EXCERPT PROVIDED:
---+---

This  promotional booklet of 48 pages was published by the Oceanic Steamship Co. in1885, based upon several previous visits to Hawai'i  by Charles Warren Stoddard.
Apparrently, while the essential text, with the inclusion of passages from South Sea Idyls (Cruising the South Seas) was retained, the various editions varied in the iliustrations.

A new edition, slightly smaller at 46 pages, was issued in 1892  with an early photographic plate which depicting surf riding (?).
The book was reprinted in 1897, and a further edition published in 1901.

With the1897 and 1901 publications there was a change to the cover and added illustrations, some of which were coloured.
These later editions featured a coloured illustration of a surfboard rider framed by Diamond Head on the cover.

The 1901 edition also included a black and white photograph of  a Hawai'ian native holding a surfboard and wearing a malo (loincloth) on Waikiki Beach.
Tim DeLaVega accredits the photograph to Frank Davey, one of several known to be taken of Charles Kauha with his surfboard at Waikiki in April 1898, although none of him surf riding.
The photograph also appeared on a postcard published by the Island Curio Store, Honolulu, around this time.
The photographs and illustrations are not accredited.

- DeLaVega: Surfing in Hawai'i (2011), page 32.

In the introductory notes there is a brief mention of surfriding, in the original text Stoddard only refers to sea bathing.
There are some revelant descriptive passages of the island geography.

The fifth edition notes that some of Stoddard's original text has been adjusted following the fall of the Hawaiian Republic in 1897and annexation by the United States.

Also see:
1874 Charles Stoddard : Surfriding in Maui, 1867.

Biography
Charles Stoddard (1843-1909)  visited Hawaii between 1864 and 1867.
In 1869, he had his first Polynesian story published in The Overland Monthly, which lead to a collection published in America as South Sea
Idyls (1873) and in  the England as Summer Cruising in the South Seas (1874).
He returned to Hawai'i in 1885.

In the late 20th century, Summer Cruising in the South Seas  was noted for its homoerotic themes, fully discussed in Roger Austin's introduction to the 1987 edition.


Frontpiece #2


Native with Surf Board - Waikiki Beach.

Right: Title page [cropped]


Page V

INTRODUCTORY.

Many things have happened in the little island country of Hawaii, set far out in the wide Pacific, since 1885, the year when Charles
Warren Stoddard visited it and wrote " A Trip to Hawaii," still the best known and most admired book on these isles of the
Blessed.

---+---

PROVIDED RECORDS:
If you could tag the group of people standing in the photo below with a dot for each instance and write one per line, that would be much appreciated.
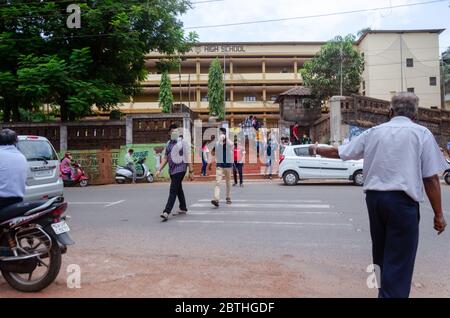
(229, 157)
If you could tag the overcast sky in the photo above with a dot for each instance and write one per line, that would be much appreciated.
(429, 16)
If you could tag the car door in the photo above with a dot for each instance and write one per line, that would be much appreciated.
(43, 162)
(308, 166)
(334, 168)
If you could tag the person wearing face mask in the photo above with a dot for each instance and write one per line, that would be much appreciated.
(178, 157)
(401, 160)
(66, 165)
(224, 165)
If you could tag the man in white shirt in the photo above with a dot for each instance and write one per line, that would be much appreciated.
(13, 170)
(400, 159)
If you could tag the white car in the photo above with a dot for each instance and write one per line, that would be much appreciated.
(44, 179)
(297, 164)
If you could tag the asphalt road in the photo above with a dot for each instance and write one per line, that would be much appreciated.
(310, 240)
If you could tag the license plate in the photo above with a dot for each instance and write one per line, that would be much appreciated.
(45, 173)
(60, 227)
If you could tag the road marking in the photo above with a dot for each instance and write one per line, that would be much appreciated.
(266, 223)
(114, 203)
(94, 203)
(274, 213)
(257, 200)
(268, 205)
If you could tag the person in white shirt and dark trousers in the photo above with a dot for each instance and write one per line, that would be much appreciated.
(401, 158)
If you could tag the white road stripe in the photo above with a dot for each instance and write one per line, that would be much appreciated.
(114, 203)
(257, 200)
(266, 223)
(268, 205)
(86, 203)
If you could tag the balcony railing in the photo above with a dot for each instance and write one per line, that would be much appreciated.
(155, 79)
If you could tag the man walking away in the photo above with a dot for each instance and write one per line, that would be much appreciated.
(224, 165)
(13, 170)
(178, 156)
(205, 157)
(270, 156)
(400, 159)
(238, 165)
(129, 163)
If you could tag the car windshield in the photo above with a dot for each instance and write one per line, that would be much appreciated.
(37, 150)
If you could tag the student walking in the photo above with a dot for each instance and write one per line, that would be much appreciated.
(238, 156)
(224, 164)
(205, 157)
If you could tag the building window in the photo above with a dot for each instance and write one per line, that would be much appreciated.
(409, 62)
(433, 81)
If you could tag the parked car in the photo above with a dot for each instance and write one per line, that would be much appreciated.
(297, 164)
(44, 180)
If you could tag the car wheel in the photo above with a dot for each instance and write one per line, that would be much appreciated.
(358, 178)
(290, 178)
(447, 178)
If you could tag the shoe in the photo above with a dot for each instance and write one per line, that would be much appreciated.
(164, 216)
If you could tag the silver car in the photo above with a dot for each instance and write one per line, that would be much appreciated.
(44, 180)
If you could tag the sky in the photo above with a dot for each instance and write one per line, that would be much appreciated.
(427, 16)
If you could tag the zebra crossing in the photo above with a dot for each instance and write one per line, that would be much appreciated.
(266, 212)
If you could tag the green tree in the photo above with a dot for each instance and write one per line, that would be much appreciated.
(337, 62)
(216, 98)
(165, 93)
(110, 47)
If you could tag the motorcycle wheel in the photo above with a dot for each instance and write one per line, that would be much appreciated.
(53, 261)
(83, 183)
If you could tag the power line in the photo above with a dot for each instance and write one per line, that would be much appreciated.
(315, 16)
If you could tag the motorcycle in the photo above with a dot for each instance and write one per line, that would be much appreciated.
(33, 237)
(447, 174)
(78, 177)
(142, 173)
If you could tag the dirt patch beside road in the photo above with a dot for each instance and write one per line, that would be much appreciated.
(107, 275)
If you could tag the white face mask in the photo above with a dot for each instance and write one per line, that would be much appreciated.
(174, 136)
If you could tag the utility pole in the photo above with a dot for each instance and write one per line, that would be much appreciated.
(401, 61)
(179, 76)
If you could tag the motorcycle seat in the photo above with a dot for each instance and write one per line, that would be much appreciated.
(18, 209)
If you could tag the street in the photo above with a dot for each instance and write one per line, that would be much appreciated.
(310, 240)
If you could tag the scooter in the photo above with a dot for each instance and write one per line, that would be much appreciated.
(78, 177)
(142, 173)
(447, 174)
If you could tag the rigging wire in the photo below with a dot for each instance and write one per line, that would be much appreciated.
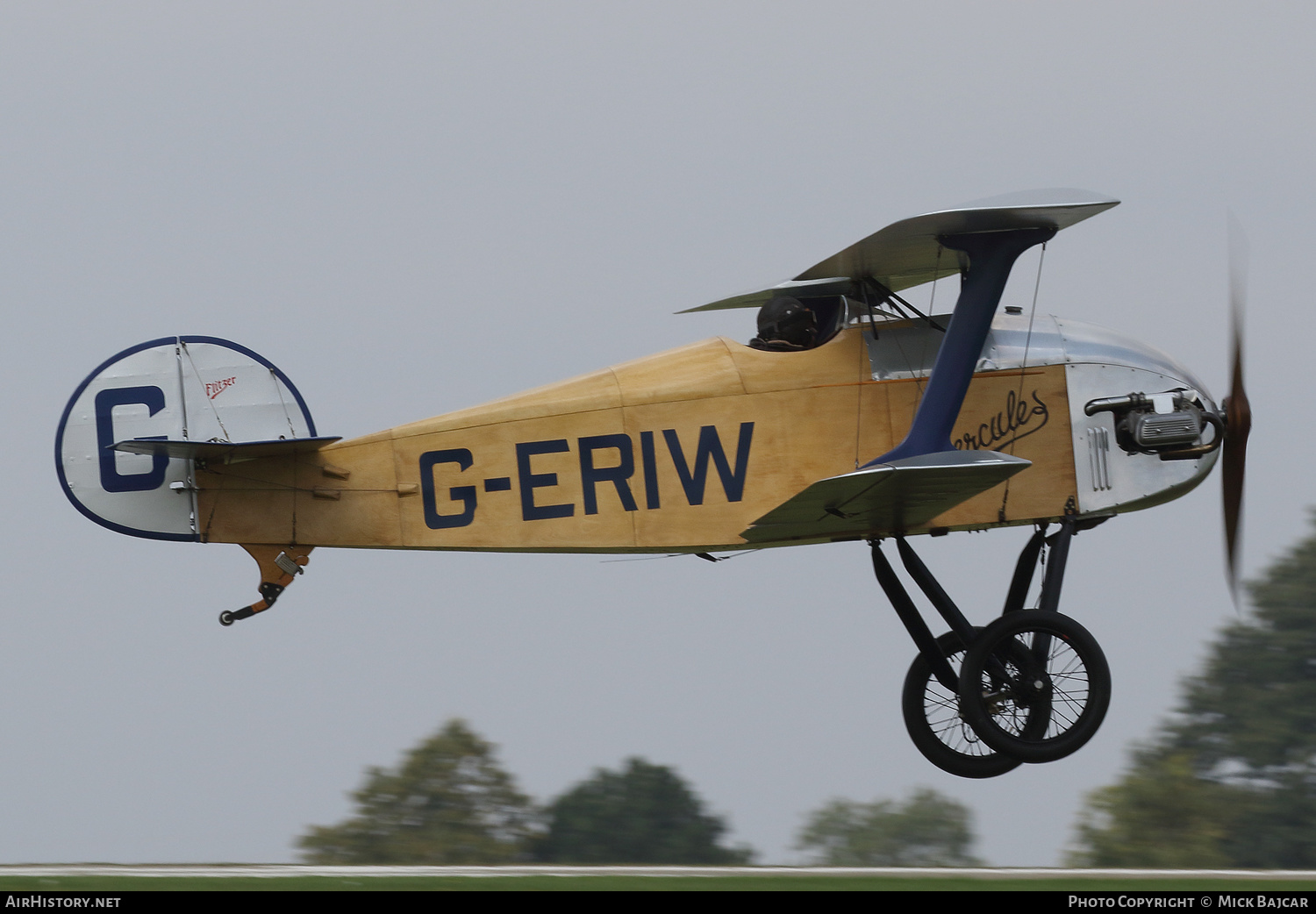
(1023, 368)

---+---

PARTS OF THE EXERCISE:
**a)** In the text on the Hawaii booklet, rewrite the paragraph beginning "The 1901 edition also included" as a short bulleted list that keeps its main facts.
**b)** Carry on the text on the Hawaii booklet, starting after its final sentence.
The rows are separate material and have no connection to the text on the Hawaii booklet.

ANSWERS TO THE PROBLEMS:
**a)**
- The 1901 edition included a black-and-white photograph of a Hawaiian native on Waikiki Beach holding a surfboard and wearing a malo (loincloth).
- Tim DeLaVega attributes the photograph to Frank Davey. It is one of several photographs taken of Charles Kauha with his surfboard at Waikiki in April 1898, and none of them show him surf riding.
- The same photograph appeared on a postcard published by the Island Curio Store, Honolulu, around that time.
- None of the photographs and illustrations in the book are credited.

**b)**
His tender and sympathetic insight into the tropic people and all their concerns, his keen enjoyment and appreciation of all the varied phases of the delightful journey, his artist's eye to see and artist's hand to picture forth the beautiful aspects of nature where nature is most prodigal of her charms, all unite to make his writings on Hawaii dear to every one that loves the beautiful in nature and in literary art.

Page VI

So it becomes necessary to issue a fifth edition of this little volume and to alter the introduction to Stoddard's graceful chapters, so that it shall take note of these changes and testify to all the world that the charm of Hawaii is in itself, and not in its form of
government, that no revolution or political change can take away from the inherent enjoyableness of a trip to the land of afternoons, and to show how by increase of facilities it is now easier than ever before to visit all the many places of interest and delight in beautiful Hawaii Nei.

Page VII

But all too soon the excitement rises as to which of the passengers shall first convince himself that the sailors are right in saying
that the tiny cloud on the far horizon is really land.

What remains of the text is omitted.